===== Dataset extract =====
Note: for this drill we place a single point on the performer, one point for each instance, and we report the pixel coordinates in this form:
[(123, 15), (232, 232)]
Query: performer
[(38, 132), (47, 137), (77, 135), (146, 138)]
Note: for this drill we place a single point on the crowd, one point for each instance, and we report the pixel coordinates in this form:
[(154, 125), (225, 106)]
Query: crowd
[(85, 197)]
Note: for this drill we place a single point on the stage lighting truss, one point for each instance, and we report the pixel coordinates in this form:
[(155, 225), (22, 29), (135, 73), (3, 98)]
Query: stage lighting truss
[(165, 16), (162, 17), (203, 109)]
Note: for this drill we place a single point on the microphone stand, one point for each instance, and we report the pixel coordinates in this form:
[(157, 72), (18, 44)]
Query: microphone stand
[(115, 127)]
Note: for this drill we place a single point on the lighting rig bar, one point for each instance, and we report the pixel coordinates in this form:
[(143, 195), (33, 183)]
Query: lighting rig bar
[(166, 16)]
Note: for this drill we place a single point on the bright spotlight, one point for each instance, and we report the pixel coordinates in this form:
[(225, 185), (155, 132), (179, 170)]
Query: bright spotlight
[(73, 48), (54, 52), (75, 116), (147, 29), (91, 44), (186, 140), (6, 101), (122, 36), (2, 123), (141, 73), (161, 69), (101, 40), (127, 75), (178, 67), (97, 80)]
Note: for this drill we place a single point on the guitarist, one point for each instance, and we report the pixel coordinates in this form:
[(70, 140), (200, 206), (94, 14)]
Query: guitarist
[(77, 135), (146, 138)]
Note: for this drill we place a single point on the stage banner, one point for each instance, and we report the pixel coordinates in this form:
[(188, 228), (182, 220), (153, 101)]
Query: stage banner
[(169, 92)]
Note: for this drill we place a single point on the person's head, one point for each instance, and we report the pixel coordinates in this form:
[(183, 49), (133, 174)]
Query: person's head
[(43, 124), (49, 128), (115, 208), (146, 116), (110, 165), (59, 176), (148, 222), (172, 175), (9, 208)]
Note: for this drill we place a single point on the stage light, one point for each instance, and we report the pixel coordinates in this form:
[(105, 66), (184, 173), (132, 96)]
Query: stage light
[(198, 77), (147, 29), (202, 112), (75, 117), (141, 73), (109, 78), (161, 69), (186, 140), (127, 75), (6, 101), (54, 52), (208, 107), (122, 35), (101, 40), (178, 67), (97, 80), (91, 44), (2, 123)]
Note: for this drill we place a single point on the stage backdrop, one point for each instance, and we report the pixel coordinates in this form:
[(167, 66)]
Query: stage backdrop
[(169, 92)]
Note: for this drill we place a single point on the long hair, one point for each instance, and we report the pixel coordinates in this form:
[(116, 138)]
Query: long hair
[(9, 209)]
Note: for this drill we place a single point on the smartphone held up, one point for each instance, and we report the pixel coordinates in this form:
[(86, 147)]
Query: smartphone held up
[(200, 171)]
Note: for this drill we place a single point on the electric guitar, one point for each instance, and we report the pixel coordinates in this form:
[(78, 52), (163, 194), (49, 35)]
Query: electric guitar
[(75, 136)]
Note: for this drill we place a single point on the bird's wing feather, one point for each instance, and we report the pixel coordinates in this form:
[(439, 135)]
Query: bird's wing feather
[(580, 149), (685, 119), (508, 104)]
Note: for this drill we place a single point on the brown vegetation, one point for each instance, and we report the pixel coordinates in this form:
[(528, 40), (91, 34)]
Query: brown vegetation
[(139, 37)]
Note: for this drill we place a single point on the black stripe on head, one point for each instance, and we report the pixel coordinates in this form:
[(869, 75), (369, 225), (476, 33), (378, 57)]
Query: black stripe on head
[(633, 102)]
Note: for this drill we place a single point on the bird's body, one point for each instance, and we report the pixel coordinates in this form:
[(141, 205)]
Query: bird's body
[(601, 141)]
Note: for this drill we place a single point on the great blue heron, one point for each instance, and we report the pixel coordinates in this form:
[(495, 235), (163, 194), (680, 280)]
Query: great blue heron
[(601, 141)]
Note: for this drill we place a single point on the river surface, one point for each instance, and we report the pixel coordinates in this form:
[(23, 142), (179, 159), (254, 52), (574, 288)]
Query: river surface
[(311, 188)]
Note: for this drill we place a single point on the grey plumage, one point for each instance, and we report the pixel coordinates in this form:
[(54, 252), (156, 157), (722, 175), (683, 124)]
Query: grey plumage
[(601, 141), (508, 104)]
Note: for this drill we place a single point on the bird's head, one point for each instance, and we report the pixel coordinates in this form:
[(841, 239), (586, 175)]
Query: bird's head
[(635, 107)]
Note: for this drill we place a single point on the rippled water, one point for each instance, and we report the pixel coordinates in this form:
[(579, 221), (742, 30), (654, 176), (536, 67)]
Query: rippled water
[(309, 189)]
=====
■ Problem:
Line by line, reproduce the material exactly.

■ Response for this exercise:
Note: for this drill we place a single point on the performer, one point for each instance, and we report the pixel coordinates in this form:
[(123, 15), (232, 232)]
Query: performer
[(38, 132), (47, 137), (77, 135), (146, 138)]
Note: for this drill we place a single point on the crowd, one point for each instance, and we report the pixel coordinates in this form:
[(154, 125), (225, 106)]
Query: crowd
[(85, 197)]
Note: for this drill we place a single point on the stage lighting truss, one point for each instance, and we report the pixel coordinates in this form:
[(155, 225), (22, 29), (135, 73), (3, 98)]
Query: stage lighting truss
[(165, 16), (162, 17), (203, 109)]
Note: for this drill we place a single point on the microphone stand, one point for each instance, and we report the pixel coordinates in this form:
[(157, 72), (18, 44)]
Query: microphone stand
[(115, 127)]
Note: for this drill we place a single point on the lighting rig bar, one point for each instance, and we report the pixel coordinates in this form:
[(143, 195), (33, 183)]
Query: lighting rig bar
[(166, 16)]
Note: for this drill we place a single point on the bright spotlight, one point for each instance, and we report the pixel coordinates in this form:
[(225, 185), (155, 132), (179, 170)]
Query: bright spotlight
[(73, 48), (54, 52), (75, 116), (147, 29), (91, 44), (186, 140), (6, 101), (122, 36), (2, 123), (141, 73), (161, 69), (101, 40), (127, 75), (178, 67), (97, 80)]
Note: for this drill we place a single point on the guitarist, one point for each instance, and we report the pixel coordinates in this form:
[(70, 140), (200, 206), (94, 14)]
Query: guitarist
[(77, 135), (146, 138)]
Note: for this drill we place a single point on the stage banner, one point for each instance, and we report the pixel coordinates in this form:
[(188, 228), (182, 220), (153, 101)]
Query: stage banner
[(169, 92)]
Note: for this drill we place a single point on the person's head, one point for each instance, and we report the pixel coordinates in this form:
[(183, 49), (133, 174)]
Query: person's head
[(43, 124), (49, 128), (115, 208), (146, 116), (110, 165), (59, 176), (148, 222), (172, 175), (9, 208)]
Note: for this drill we place a single point on the stage light, one point for each instance, and we report the pixel coordinates in this form:
[(105, 66), (184, 173), (132, 96)]
Query: stage light
[(198, 77), (147, 29), (202, 112), (75, 117), (141, 73), (109, 78), (161, 69), (186, 140), (127, 75), (6, 101), (54, 52), (208, 107), (122, 35), (101, 40), (178, 67), (97, 80), (91, 44), (2, 123)]
Note: for this drill we place a single point on the stage backdrop, one point for each instance, and we report the pixel coordinates in this form:
[(167, 66)]
Query: stage backdrop
[(169, 92)]
Note: for this drill we place a single point on the long hair, one point for each instance, and we report the pixel coordinates in this form:
[(116, 138)]
Query: long hair
[(9, 209)]
Note: for this drill we place a single point on the smartphone held up, one point for each instance, and we report the pixel coordinates in this form:
[(86, 147)]
Query: smartphone held up
[(200, 171)]
Note: for this drill we place a single point on the electric guitar, one point for each instance, and we report the pixel coordinates in this form:
[(78, 52), (163, 194), (49, 35)]
Query: electric guitar
[(75, 136)]
Note: for this drill we place a single point on the bird's wing feather, one point for each instance, and we report the pixel coordinates in this form:
[(439, 135)]
Query: bird's wing feather
[(580, 149), (685, 119), (508, 104)]
Note: for this drill we place a single point on the brown vegetation, one point for each instance, and we report the pixel coordinates in this form:
[(528, 40), (91, 34)]
Query: brown vegetation
[(139, 37)]
Note: for this drill we place a single point on the black stripe on head, one point for each instance, and we report the pixel coordinates in this form:
[(869, 75), (369, 225), (476, 33), (378, 57)]
Query: black stripe on head
[(633, 102)]
Note: for this drill we place a single point on the bird's body, one point for each instance, and we report the pixel coordinates in this form:
[(141, 205)]
Query: bird's body
[(601, 141)]
Note: for this drill we place a single point on the great blue heron, one point for each instance, and we report the pixel coordinates in this form:
[(495, 235), (163, 194), (680, 280)]
Query: great blue heron
[(601, 141)]
Note: for this drill we place a single point on the river surface, one point for each instance, and we report the pixel coordinates in this form:
[(23, 142), (179, 159), (254, 52), (574, 288)]
Query: river surface
[(311, 188)]
Note: for this drill we place a single point on the grey plumage, one point for each instance, and we report the pixel coordinates in this form:
[(54, 252), (156, 157), (722, 175), (683, 124)]
Query: grey plumage
[(601, 141), (508, 104)]
Note: for this drill we place a single point on the bird's head, one point for each instance, and we report the pixel coordinates in this form:
[(841, 239), (586, 175)]
Query: bird's head
[(635, 107)]
Note: for this drill we place a single point on the rippled water, one point for each instance, and we report the pixel coordinates in this form:
[(579, 221), (742, 30), (654, 176), (536, 67)]
Query: rippled water
[(309, 189)]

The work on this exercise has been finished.